Exercise description:
Every line of the listing should be transcribed exactly, with nothing left out.

Material for this exercise:
◇ ◇ ◇ ◇ ◇ ◇ ◇
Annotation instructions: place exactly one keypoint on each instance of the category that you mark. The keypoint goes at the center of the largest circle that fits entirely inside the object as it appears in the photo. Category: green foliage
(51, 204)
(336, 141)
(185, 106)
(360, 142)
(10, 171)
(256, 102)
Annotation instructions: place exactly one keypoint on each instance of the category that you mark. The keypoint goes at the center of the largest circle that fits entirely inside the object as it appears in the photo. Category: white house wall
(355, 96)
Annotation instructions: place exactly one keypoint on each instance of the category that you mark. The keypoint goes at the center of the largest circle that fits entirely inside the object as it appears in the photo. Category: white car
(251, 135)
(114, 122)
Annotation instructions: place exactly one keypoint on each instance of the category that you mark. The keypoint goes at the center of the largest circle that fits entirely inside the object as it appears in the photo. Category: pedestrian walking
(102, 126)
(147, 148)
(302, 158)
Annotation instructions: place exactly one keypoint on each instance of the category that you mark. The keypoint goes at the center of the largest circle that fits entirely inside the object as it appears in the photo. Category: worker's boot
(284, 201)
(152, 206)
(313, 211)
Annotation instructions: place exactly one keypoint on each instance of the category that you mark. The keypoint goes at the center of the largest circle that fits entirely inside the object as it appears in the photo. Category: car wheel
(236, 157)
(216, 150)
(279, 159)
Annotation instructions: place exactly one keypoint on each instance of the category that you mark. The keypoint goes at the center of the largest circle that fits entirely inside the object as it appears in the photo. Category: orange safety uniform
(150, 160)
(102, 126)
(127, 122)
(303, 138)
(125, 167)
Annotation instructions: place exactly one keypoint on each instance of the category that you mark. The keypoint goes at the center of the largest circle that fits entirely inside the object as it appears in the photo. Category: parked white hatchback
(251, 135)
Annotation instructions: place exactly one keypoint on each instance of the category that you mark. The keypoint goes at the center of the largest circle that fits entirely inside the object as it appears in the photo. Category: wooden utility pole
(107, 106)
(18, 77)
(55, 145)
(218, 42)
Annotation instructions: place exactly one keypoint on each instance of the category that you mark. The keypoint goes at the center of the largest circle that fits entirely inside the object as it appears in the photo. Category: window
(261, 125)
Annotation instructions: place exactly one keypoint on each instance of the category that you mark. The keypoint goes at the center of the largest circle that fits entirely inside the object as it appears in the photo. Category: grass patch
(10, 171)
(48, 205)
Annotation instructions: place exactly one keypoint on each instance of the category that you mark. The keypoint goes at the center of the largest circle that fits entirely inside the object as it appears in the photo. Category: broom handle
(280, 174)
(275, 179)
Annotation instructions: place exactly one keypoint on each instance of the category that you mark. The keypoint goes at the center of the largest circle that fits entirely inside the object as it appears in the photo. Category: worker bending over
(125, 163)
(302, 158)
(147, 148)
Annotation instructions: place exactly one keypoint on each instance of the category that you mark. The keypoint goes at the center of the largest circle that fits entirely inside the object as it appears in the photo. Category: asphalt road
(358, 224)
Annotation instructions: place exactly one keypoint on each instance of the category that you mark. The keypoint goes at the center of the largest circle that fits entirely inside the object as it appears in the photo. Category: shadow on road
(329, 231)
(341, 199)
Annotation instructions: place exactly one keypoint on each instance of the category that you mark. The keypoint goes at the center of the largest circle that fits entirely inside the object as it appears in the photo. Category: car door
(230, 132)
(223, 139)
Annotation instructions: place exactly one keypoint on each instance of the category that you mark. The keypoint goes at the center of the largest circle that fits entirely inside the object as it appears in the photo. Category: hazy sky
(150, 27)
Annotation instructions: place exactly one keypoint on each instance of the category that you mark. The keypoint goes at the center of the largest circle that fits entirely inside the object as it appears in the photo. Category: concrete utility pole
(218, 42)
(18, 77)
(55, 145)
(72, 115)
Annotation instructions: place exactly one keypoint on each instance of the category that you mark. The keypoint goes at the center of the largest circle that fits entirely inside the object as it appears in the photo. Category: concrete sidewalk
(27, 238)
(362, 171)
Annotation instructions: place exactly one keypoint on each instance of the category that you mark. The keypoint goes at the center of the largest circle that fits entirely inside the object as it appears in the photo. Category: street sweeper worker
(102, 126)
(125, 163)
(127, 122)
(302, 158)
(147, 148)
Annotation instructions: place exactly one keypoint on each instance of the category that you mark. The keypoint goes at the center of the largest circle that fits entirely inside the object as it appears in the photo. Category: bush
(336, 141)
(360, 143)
◇ ◇ ◇ ◇ ◇ ◇ ◇
Solution to the exercise:
Annotation instructions: place exactly one keypoint on each instance of the category that you mark. The keypoint goes at the center of the largest circle that fits entirely inside the object as it appears in the photo. Category: green foliage
(51, 204)
(336, 141)
(185, 106)
(360, 142)
(10, 171)
(256, 102)
Annotation instructions: place exactly one keypoint on each instance of the category that you mark. The keypoint goes at the center of the largest circle that fits entirely inside the object as it appears in the photo. Category: white house wall
(355, 96)
Annotation instructions: place exactly one keypoint on each instance of the category that you mark. The keypoint goes at the center of the largest circle that fits entirely inside the object as it appears in the photo. Category: white car
(251, 135)
(114, 122)
Annotation instructions: place exactly one keypoint on each instance of the category that you mark. The keypoint goes at the center of the largest circle that fits entirely inside the object as it appears in the photo. Category: pedestrian walking
(102, 126)
(147, 148)
(302, 158)
Annotation instructions: place exactly one keypoint on each instance of the category that you mark. The keypoint goes at the center of the largest circle that fits entirely inside the object as it appears in the photo. Category: worker's boot
(284, 201)
(152, 206)
(313, 211)
Annotation instructions: place exactly one keypoint on each instance of the category that you mark. The keypoint goes at the center of the largest circle that fits entirely inside the object as it appears in the photo. Category: car wheel
(236, 157)
(216, 150)
(279, 159)
Annotation instructions: place exactly one keypoint on each instance of the category that you mark. The keypoint goes at the center of the largest circle that fits entirely inside the object as it appears in the photo. Category: orange safety uniform
(150, 160)
(102, 126)
(127, 122)
(303, 138)
(125, 167)
Annotation instructions: place exactly one keypoint on each instance of the category that you mark. The keypoint goes at the center of the largest circle that fits entirely inside the object as it appears in the photo. Category: parked white hatchback
(251, 135)
Annotation instructions: place exactly one keypoint on each instance of the category that you mark. The keypoint goes at the center of the largest circle that fits entirely inside the object as it appears in the photo. Category: wooden utility pole
(107, 106)
(18, 77)
(55, 145)
(218, 42)
Annotation instructions: place exactly one keypoint on each instance of the category that you mark. The keypoint goes at the center of the largest circle that fits entirely inside the object as it appears in the photo. Category: window
(261, 125)
Annotation instructions: place exactly one keypoint on each instance of the category that you mark. The keypoint goes at the center of the largest circle that fits entirely inside the object as it appears in the photo. Category: grass patch
(10, 171)
(48, 205)
Annotation instructions: place exactly one keypoint on each instance of the category that you mark. The keypoint goes at the center of the largest circle that fits entirely inside the object as it appears in the photo. Category: broom handle
(280, 174)
(275, 179)
Annotation instructions: place exactly one keypoint on each instance of the category that you mark. The keypoint goes at the center of the largest circle that fits entirely inside the object as it appears in the photo. Category: worker bending over
(125, 163)
(302, 158)
(147, 148)
Annotation instructions: place exactly one keypoint on each instance of the category that you mark. The keypoint goes at the center of the largest circle that fits entirely inside the object as it appears in the photo. Category: asphalt road
(358, 224)
Annotation instructions: place exactly one keypoint on each instance of the category that you mark. The keypoint goes at the center of the largest circle that fits entirely inside the object as it appears in the photo. Category: shadow on road
(329, 231)
(341, 199)
Annotation instructions: place exactly one keypoint on each instance of the category that you mark. The keypoint goes at the center of the largest circle that fits entirely inside the object as it appears in the photo. Category: car door
(230, 132)
(223, 139)
Annotation instructions: place exactly one keypoint on each instance of the category that you mark. The keypoint goes at the center of the largest circle that fits entirely inside the object as it appears in the photo. Category: hazy sky
(150, 27)
Annotation instructions: place exactly one keypoint on each instance of the category that you mark. The keypoint goes at the center of the largest circle that fits entirely inside the object as it appears in the photo. Category: concrete utility pole
(218, 42)
(18, 77)
(55, 145)
(72, 115)
Annotation instructions: place exactly one keypoint on each instance of the category that you mark. The keypoint goes at the center of the largest circle that fits entirely inside the object as it appears in the photo. Category: concrete sidewalk
(27, 238)
(362, 171)
Annotation instructions: place exactly one keypoint on each instance of the category that you mark. The keypoint goes at the center of the largest circle that fits entirely inside the object as it appears in the photo. Category: street sweeper worker
(102, 126)
(125, 163)
(127, 122)
(302, 158)
(147, 148)
Annotation instructions: place exactly one keypoint on each instance of the category that you mark. The keypoint goes at the center of the largest circle that fits entirely inside the object as it appears in the photo. Category: bush
(336, 141)
(360, 143)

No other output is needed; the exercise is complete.